▶ **About this exercise**:
The answer must be every line of the records below that holds the word "with".

▶ **Exercise input**:
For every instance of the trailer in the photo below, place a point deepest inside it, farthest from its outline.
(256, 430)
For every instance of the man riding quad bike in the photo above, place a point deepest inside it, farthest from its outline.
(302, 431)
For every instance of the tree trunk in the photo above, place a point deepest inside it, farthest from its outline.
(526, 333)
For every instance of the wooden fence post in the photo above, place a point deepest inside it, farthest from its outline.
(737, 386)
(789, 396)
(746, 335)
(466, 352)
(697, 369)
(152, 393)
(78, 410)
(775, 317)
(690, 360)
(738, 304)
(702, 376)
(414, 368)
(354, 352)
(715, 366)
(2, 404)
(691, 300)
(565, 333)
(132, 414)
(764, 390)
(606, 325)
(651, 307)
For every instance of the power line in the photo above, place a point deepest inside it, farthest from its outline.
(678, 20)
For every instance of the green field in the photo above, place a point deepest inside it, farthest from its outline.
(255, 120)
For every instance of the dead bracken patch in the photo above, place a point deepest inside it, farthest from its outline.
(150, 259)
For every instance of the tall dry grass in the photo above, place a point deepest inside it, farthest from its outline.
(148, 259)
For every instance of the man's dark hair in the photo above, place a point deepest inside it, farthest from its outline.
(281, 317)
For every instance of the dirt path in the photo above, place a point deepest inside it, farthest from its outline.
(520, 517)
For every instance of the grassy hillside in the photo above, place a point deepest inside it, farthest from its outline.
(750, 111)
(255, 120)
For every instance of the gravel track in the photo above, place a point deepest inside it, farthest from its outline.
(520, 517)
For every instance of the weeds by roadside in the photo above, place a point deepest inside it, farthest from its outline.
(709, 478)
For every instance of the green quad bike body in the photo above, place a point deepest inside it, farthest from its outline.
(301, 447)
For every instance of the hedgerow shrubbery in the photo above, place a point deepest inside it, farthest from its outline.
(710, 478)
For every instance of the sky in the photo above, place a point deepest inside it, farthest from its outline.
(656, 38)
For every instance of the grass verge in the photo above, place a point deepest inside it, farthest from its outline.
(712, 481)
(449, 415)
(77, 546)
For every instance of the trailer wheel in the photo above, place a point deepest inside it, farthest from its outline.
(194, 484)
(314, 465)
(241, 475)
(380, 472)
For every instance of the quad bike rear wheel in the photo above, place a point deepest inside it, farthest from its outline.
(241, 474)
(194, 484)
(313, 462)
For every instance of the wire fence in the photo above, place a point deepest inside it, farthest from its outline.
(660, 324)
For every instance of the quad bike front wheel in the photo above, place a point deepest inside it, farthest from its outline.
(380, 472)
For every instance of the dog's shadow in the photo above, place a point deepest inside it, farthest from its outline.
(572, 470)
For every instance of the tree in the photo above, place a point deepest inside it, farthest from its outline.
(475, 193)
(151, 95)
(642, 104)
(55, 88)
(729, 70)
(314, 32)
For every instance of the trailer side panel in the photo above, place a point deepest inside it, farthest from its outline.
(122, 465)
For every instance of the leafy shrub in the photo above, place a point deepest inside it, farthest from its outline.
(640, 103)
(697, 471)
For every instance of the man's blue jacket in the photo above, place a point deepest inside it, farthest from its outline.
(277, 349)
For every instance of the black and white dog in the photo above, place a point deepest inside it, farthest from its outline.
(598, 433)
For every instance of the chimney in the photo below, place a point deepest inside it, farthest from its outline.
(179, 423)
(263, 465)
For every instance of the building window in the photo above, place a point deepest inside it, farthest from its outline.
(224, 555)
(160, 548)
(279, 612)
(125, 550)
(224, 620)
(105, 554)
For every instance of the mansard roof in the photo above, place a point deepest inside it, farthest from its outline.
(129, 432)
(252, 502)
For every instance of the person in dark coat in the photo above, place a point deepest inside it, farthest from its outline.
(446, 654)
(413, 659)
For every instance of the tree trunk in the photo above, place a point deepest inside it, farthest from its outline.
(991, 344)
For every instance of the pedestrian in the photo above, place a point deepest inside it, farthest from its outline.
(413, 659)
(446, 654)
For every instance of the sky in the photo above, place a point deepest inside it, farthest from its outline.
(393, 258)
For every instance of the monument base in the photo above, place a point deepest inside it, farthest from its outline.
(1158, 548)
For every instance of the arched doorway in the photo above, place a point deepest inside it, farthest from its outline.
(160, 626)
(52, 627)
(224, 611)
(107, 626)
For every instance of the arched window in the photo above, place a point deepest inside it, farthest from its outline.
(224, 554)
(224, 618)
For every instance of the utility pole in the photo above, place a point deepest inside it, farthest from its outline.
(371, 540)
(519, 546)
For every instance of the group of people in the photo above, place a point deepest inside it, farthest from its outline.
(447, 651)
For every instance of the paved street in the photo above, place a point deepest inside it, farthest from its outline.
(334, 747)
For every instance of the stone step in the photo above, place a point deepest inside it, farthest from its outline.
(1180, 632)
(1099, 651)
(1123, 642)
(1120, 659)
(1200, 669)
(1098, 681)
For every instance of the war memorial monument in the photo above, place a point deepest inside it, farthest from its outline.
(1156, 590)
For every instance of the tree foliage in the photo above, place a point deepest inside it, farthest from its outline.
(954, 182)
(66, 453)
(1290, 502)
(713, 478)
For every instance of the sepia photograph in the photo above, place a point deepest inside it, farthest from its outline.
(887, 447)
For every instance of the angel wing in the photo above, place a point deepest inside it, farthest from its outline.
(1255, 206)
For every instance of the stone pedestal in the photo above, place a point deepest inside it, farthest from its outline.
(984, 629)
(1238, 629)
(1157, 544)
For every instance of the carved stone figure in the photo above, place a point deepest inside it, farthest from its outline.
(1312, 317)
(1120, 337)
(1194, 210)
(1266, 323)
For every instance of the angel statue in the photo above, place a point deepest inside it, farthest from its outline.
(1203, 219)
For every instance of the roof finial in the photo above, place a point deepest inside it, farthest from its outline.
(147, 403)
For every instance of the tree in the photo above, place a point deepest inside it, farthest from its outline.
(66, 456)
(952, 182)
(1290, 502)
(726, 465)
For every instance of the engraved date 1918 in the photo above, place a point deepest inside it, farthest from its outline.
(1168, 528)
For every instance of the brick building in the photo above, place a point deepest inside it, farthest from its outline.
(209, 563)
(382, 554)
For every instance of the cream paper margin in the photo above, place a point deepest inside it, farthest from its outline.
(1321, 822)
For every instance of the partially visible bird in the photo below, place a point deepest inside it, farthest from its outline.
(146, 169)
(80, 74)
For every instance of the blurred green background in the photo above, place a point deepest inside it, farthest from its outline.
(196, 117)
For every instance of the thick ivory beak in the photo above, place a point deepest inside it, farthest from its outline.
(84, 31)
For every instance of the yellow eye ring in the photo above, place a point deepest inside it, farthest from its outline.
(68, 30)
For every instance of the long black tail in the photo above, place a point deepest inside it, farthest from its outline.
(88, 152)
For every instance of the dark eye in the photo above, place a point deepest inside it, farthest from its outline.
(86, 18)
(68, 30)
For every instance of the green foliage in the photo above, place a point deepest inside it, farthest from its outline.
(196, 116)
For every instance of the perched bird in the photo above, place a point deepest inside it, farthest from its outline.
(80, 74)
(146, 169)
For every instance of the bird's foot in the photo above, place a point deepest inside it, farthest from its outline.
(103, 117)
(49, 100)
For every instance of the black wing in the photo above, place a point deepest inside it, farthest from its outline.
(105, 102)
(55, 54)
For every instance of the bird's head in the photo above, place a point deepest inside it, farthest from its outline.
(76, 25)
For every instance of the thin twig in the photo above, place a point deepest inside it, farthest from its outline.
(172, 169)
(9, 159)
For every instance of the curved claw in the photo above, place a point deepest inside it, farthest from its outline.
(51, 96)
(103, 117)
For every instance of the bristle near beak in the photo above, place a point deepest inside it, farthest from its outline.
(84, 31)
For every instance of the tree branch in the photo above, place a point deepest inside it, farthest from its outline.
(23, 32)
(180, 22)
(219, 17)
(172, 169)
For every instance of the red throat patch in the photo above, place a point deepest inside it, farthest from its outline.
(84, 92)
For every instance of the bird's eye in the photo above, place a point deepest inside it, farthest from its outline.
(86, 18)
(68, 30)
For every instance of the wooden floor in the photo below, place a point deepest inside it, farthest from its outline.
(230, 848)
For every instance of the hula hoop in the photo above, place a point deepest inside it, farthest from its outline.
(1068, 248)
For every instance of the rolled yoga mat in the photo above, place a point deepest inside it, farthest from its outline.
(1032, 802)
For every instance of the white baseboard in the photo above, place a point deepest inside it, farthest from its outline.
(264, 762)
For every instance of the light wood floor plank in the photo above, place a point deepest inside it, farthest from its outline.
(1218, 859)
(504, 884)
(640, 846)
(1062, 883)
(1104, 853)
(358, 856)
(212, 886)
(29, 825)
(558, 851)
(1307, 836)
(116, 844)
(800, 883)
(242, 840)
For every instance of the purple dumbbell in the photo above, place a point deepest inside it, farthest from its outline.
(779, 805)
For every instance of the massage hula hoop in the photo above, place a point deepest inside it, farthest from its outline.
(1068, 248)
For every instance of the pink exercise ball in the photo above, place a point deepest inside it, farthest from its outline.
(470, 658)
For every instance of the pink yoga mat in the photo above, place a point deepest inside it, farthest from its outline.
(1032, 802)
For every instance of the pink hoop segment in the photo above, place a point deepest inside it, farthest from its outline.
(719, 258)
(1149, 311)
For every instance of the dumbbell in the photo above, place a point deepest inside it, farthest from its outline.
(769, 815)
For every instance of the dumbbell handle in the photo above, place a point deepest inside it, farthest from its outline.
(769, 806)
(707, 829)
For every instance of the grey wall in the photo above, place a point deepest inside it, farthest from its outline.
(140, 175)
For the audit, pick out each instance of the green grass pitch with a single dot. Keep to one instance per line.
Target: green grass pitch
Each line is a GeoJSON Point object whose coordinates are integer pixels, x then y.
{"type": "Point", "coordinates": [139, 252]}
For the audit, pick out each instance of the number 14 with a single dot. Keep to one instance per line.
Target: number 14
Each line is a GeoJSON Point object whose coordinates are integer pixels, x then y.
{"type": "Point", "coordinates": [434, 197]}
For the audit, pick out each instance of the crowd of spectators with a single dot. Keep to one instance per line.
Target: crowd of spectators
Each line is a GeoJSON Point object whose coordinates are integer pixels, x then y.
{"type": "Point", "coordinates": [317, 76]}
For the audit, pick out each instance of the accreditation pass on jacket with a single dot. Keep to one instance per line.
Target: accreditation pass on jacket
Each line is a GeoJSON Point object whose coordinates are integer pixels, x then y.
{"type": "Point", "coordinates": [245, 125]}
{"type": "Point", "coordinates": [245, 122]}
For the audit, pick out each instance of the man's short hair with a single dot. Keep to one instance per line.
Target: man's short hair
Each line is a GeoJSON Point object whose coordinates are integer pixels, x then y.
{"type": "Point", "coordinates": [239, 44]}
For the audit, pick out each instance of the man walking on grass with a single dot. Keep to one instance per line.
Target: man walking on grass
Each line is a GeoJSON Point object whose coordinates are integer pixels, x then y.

▶ **Finished exercise**:
For the audit, pick out each instance of the green grass pitch with a single dot. Keep to one instance per line.
For the audit, pick out each instance of the number 14 with a single dot. Keep to one instance per line.
For the audit, pick out each instance of the crowd of spectators with a single dot. Keep to one instance per line.
For the audit, pick out each instance of the accreditation pass on jacket with a single dot. Keep to one instance per line.
For the audit, pick out each instance of the man's short hair with a single dot. Keep to one instance per line.
For the audit, pick out each instance of the man walking on grass with a single dot. Keep to one instance per line.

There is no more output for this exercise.